What is needed:
Count the lines in the records that contain the string "pants" and give only that number.

+++

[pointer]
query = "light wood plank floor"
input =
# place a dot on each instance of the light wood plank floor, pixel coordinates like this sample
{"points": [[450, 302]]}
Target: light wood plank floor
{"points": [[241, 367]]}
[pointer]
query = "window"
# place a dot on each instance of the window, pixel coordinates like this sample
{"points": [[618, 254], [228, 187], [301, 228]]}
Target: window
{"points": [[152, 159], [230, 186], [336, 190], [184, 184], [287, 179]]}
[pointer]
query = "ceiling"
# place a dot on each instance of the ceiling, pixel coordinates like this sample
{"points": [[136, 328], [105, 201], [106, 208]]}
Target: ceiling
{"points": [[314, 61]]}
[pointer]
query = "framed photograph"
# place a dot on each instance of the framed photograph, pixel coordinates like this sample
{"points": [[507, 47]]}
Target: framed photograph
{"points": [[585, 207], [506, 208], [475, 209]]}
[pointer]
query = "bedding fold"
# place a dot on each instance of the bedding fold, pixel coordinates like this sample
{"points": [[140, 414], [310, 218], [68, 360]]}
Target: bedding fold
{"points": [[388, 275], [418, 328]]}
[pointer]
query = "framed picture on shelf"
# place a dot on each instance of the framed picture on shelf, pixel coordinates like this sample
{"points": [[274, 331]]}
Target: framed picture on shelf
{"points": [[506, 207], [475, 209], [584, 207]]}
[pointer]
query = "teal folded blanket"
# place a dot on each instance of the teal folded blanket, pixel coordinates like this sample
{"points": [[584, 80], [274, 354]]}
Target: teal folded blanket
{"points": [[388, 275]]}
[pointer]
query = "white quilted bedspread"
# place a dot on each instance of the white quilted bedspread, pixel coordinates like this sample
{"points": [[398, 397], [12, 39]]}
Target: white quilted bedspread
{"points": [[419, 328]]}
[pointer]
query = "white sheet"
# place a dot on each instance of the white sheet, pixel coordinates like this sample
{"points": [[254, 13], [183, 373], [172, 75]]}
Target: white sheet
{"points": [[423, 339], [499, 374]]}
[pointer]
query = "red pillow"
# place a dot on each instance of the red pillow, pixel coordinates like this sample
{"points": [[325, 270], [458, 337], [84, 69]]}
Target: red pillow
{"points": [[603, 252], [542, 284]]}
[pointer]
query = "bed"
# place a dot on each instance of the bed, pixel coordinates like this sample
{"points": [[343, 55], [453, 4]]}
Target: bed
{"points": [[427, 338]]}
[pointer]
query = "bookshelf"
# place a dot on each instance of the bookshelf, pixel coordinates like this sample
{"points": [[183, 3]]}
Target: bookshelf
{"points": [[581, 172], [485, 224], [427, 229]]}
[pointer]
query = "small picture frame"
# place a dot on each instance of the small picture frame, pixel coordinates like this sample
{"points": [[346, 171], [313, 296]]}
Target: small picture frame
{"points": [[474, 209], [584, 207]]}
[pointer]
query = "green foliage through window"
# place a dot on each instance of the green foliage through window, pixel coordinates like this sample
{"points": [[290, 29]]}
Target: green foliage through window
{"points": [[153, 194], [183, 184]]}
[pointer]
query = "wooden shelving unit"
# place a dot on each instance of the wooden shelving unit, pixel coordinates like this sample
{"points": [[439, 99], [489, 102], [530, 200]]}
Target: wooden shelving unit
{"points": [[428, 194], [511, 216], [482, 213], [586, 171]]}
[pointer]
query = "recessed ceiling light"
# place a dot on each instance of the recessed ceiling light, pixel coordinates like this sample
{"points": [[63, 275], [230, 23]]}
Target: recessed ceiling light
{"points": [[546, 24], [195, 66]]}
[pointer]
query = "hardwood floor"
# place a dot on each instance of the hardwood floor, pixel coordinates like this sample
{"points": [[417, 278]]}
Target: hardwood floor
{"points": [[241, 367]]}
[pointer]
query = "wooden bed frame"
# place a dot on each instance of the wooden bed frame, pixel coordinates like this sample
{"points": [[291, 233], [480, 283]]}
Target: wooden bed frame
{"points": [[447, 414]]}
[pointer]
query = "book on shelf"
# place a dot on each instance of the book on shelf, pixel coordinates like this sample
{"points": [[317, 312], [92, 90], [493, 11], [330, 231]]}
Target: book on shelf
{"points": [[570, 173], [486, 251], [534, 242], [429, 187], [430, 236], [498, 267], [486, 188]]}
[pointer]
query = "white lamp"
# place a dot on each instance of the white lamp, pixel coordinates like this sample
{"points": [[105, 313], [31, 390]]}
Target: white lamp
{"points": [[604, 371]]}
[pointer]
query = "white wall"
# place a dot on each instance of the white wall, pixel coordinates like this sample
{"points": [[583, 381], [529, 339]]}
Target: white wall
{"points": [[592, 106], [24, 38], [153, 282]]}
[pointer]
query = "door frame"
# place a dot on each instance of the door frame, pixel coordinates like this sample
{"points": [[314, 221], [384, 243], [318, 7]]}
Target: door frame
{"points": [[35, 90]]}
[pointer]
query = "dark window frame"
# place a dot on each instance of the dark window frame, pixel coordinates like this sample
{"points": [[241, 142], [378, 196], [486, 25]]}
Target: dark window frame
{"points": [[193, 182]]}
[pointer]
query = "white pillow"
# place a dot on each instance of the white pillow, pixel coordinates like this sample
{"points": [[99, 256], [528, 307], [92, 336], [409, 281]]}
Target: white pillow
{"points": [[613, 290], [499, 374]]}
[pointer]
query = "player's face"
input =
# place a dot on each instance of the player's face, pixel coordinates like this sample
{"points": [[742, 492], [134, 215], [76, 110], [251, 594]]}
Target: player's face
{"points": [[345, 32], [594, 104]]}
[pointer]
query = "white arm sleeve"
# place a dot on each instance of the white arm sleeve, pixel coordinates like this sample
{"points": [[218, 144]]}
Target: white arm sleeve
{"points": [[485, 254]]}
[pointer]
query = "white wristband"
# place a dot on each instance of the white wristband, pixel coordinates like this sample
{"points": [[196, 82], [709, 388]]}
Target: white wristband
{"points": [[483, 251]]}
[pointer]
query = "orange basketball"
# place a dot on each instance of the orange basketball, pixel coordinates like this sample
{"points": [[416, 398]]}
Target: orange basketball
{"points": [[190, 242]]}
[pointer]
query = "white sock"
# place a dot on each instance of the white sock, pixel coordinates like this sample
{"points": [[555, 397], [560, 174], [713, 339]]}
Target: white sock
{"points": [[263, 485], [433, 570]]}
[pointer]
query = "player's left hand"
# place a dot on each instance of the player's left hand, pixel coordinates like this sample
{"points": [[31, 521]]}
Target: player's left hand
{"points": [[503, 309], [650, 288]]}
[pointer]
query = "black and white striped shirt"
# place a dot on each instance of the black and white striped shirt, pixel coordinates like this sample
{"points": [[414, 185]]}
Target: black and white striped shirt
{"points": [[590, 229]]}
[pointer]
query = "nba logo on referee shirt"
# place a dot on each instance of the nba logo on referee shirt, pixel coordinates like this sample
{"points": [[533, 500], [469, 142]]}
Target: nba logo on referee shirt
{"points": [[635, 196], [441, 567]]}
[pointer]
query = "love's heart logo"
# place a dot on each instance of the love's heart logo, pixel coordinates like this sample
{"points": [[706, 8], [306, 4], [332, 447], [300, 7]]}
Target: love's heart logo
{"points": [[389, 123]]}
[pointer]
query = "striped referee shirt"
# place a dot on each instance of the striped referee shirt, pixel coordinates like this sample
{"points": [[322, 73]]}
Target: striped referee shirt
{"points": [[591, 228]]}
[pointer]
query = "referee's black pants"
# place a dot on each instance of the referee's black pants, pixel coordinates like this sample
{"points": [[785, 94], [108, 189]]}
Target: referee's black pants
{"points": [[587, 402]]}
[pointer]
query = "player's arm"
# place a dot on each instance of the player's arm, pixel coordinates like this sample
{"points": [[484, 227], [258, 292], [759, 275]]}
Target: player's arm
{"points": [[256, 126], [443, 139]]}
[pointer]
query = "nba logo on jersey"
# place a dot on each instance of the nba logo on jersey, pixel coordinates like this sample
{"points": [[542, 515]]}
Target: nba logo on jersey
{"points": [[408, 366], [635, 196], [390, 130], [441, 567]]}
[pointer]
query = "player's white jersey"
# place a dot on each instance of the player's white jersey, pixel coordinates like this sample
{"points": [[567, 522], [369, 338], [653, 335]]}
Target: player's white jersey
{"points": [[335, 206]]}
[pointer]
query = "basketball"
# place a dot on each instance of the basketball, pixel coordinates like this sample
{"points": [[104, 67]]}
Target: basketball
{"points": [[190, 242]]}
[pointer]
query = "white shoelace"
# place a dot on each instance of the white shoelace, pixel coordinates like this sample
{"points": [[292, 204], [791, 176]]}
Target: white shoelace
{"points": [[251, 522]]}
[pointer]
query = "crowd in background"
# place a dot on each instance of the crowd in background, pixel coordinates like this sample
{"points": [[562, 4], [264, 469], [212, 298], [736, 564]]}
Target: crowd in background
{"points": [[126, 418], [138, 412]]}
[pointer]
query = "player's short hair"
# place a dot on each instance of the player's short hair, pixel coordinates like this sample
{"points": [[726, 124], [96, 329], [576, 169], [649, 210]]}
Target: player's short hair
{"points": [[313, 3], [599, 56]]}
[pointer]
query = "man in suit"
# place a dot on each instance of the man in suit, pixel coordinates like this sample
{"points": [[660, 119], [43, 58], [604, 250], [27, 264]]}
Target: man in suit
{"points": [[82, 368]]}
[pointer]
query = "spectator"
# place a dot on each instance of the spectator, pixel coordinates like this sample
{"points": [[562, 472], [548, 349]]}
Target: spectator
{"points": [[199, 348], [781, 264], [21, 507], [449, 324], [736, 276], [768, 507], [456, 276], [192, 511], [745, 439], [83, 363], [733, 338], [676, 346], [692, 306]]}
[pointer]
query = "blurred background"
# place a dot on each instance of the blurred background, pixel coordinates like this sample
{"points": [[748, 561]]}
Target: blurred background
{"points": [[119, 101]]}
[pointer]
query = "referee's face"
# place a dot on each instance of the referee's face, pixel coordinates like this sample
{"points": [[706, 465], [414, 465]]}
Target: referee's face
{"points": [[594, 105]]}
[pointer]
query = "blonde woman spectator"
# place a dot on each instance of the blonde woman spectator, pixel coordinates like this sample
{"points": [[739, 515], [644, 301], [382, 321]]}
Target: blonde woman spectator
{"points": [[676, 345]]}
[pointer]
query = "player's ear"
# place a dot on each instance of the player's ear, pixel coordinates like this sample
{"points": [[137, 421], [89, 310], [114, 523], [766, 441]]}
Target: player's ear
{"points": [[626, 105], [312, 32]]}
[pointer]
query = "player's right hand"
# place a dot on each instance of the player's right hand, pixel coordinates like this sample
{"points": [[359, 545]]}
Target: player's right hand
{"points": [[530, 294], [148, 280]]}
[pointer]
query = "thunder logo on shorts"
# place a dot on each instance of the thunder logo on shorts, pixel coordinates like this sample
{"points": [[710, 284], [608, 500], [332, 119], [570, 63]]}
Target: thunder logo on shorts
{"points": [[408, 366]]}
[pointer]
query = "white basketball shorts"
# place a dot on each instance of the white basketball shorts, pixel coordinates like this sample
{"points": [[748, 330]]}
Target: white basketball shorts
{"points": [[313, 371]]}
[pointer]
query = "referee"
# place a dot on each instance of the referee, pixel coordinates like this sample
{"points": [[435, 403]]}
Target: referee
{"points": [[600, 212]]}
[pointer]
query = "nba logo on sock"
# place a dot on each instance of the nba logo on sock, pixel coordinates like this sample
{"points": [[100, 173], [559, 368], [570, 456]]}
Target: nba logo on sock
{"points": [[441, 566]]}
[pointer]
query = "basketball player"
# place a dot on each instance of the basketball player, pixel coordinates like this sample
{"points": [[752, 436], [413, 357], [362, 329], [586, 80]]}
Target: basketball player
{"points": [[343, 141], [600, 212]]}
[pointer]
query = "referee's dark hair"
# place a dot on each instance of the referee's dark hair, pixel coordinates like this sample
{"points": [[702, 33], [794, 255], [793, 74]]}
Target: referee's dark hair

+++

Task answer:
3